[Begin Entries]
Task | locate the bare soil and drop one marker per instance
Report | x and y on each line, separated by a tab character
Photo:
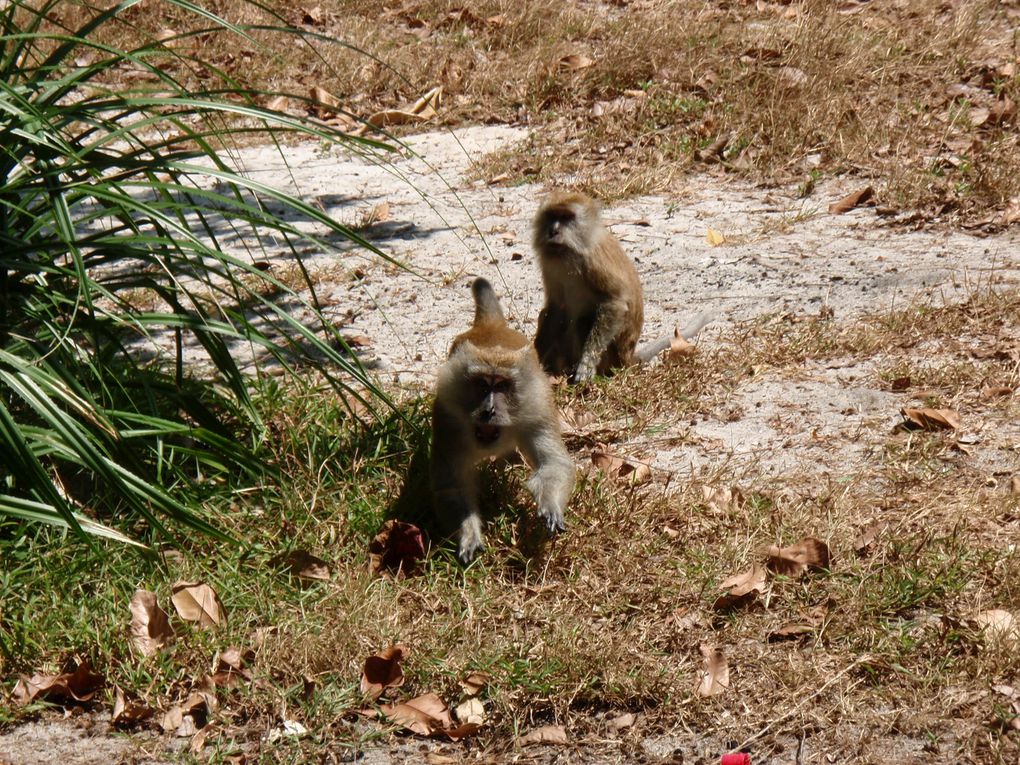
781	256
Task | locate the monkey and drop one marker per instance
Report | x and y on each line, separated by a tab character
492	397
595	306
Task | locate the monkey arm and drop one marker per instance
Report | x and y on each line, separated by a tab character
553	480
455	481
609	320
550	338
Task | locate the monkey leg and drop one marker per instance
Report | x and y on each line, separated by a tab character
609	322
553	479
455	485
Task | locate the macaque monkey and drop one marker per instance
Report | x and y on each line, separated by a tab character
493	397
595	305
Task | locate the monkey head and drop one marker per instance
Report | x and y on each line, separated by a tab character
567	222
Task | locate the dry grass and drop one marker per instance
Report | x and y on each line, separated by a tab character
610	616
919	99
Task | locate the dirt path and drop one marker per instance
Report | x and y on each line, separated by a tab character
780	254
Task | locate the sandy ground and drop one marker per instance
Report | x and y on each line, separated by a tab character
781	254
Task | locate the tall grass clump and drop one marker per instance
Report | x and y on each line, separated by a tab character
122	322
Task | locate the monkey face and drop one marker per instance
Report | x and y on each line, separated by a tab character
556	224
492	405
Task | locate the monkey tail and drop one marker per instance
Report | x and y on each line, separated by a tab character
487	305
650	350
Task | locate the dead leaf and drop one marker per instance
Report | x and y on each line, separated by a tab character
575	61
376	214
930	419
150	626
545	734
573	422
383	672
715	675
198	603
622	469
232	667
421	110
622	722
722	499
277	103
128	712
792	77
303	564
186	718
470	710
78	685
714	238
397	549
744	589
999	626
867	538
322	98
427	715
851	201
995	392
807	555
791	630
679	348
474	682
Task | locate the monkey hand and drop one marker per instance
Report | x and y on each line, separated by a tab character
554	519
583	372
471	544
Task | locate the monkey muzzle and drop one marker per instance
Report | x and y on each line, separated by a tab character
487	434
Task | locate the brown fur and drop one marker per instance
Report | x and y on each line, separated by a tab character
492	398
595	306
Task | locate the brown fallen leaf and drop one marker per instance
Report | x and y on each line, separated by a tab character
622	722
470	710
722	499
474	682
575	61
396	550
78	685
322	98
232	667
999	626
198	603
867	538
545	734
427	715
150	626
744	589
302	564
621	468
383	672
851	201
791	630
995	392
186	718
126	712
715	675
421	110
930	419
807	555
377	214
679	348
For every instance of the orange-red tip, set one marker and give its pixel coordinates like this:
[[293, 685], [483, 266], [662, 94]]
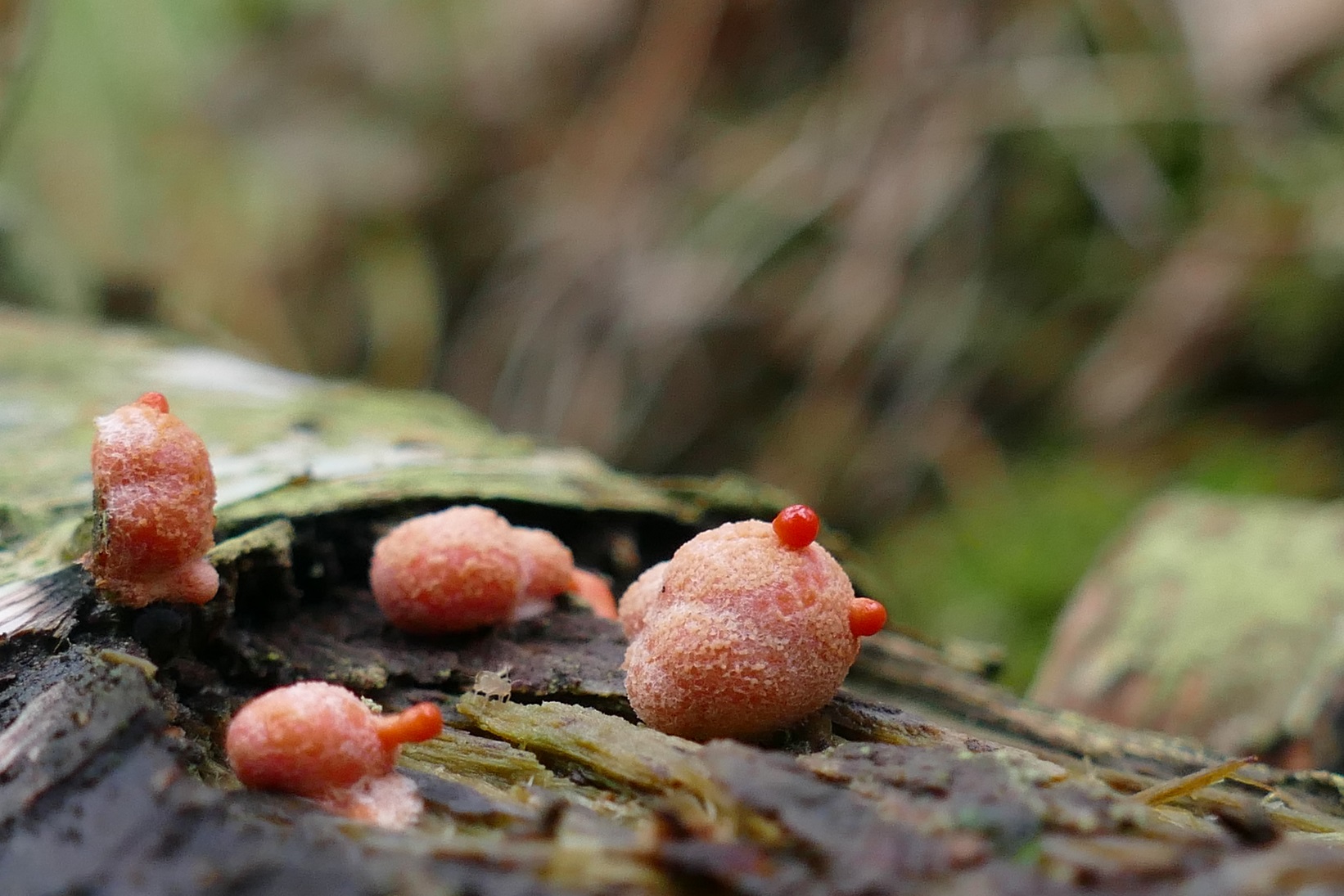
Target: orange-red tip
[[155, 401], [596, 592], [797, 525], [866, 617], [421, 722]]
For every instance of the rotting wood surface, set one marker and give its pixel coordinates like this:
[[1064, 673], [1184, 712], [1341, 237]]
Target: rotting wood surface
[[112, 779]]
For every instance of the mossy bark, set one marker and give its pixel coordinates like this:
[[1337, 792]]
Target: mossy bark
[[112, 777]]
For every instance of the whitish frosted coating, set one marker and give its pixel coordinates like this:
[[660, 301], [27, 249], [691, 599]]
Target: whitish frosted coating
[[307, 739], [636, 600], [154, 498], [448, 571], [745, 636], [322, 742], [467, 567]]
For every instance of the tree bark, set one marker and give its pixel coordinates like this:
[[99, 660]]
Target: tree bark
[[918, 778]]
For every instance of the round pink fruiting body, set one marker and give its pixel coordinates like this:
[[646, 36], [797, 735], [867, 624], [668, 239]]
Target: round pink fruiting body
[[448, 571], [745, 634], [636, 600], [548, 565], [154, 507], [320, 741], [468, 567]]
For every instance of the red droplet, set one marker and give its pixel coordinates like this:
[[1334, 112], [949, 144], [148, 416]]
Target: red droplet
[[797, 525], [866, 617], [155, 401]]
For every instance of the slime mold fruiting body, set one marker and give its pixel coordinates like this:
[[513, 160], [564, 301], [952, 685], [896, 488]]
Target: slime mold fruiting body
[[322, 742], [741, 633], [468, 567], [154, 498]]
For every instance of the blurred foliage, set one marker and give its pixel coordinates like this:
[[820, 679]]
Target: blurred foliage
[[975, 278]]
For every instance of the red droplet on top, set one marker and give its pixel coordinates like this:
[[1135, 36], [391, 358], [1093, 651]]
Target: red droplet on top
[[155, 401], [797, 525], [866, 617]]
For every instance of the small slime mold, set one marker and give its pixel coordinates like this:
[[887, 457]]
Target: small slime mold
[[154, 500], [320, 741], [747, 629], [468, 567]]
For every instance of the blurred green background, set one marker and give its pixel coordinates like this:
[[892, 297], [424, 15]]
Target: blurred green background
[[973, 278]]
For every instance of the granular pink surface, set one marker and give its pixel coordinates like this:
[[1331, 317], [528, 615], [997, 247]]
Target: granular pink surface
[[320, 741], [468, 567], [154, 507], [636, 600], [743, 637]]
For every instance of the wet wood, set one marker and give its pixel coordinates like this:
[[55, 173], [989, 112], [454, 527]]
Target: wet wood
[[919, 778]]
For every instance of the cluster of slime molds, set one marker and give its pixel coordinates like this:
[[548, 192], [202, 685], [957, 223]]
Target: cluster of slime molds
[[747, 629], [322, 742], [154, 498], [468, 567]]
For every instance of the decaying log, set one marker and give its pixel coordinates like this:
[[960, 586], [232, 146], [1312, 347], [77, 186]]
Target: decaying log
[[919, 778]]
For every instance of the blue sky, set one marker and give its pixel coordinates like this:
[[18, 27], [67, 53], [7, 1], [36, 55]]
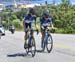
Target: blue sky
[[38, 1]]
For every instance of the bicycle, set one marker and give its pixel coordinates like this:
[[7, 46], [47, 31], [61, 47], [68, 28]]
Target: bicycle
[[30, 43], [0, 35], [48, 41]]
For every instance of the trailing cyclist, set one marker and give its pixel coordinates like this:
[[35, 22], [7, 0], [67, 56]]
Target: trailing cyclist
[[28, 21], [46, 22]]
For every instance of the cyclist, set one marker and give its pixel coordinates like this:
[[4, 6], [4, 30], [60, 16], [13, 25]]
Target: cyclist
[[27, 22], [45, 21]]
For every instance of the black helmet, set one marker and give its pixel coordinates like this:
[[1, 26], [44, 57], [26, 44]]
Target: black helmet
[[31, 10], [46, 14]]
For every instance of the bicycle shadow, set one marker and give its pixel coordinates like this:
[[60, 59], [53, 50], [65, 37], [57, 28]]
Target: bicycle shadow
[[18, 55]]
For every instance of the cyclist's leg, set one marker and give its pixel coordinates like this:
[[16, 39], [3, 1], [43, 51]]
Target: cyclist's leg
[[25, 37], [31, 34], [43, 34]]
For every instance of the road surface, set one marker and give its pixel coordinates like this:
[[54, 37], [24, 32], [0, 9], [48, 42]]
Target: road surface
[[11, 49]]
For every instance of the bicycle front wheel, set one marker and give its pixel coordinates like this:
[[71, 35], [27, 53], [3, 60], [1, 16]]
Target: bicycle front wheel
[[49, 44], [33, 47]]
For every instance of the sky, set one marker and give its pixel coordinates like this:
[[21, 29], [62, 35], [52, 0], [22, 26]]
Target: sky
[[9, 2]]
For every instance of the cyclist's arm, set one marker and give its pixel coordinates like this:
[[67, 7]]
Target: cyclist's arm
[[51, 23]]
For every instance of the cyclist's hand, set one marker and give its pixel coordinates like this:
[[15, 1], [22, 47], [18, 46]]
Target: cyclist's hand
[[42, 27]]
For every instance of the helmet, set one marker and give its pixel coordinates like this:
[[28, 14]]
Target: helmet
[[31, 10]]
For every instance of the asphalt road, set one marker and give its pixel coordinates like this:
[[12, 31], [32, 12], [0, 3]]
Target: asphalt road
[[11, 49]]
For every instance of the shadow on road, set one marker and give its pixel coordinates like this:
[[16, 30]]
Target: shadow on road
[[23, 54]]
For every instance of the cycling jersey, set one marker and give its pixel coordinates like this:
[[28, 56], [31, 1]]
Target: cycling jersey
[[28, 18], [45, 22]]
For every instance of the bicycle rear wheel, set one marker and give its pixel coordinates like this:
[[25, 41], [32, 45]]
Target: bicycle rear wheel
[[33, 47], [49, 44]]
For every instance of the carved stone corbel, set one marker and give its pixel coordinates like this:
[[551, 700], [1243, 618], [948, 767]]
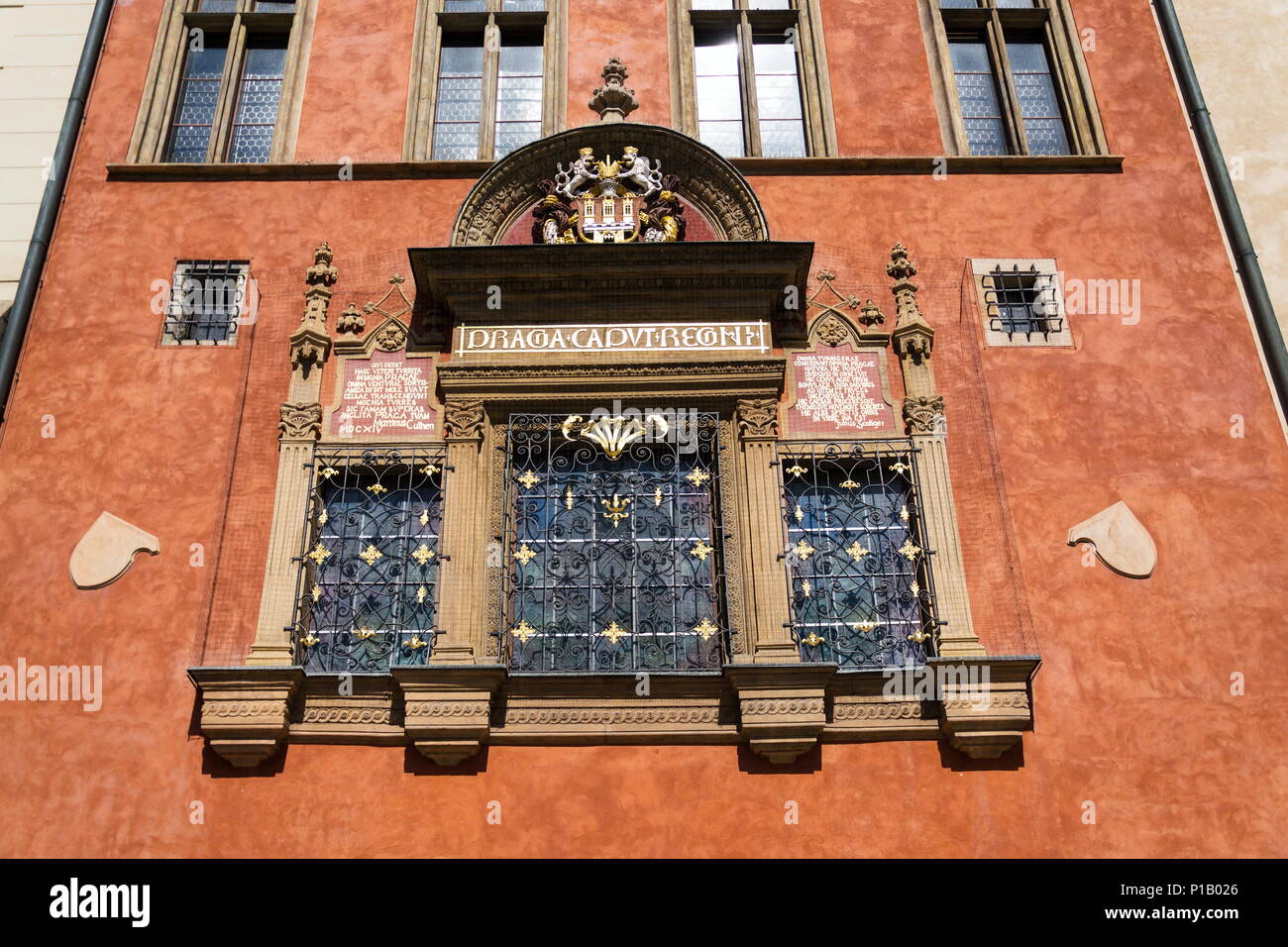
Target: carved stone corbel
[[300, 421], [984, 702], [782, 707], [923, 415], [463, 419], [449, 710], [245, 711], [758, 418]]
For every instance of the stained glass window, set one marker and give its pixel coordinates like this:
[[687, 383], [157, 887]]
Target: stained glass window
[[369, 581], [1012, 97], [614, 547], [858, 565], [746, 77]]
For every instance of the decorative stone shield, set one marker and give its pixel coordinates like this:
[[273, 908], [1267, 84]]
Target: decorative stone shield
[[107, 551], [1121, 541]]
[End Entries]
◆ Exercise objective: Rewrite the data starting at the line containing "For every instance of the blue" and ending at the line containing "[[30, 43], [0, 35], [48, 41]]", including the requests, and leave out the pictures. Scale every pixel coordinate in the answers by 1.15, rounding to whole numbers with halves going up, and keep the numbers in the requests and their format samples as they are.

◆ Solution to this task:
For every instance of the blue sky, set one marker and give its pixel coordinates like this:
[[18, 27], [67, 53], [7, 1], [36, 55]]
Target: blue sky
[[44, 1]]
For every instance of the bicycle, set one marker and give its pixel coordinates like this:
[[7, 46], [47, 31], [61, 47], [68, 28]]
Target: bicycle
[[35, 49], [0, 40], [55, 47]]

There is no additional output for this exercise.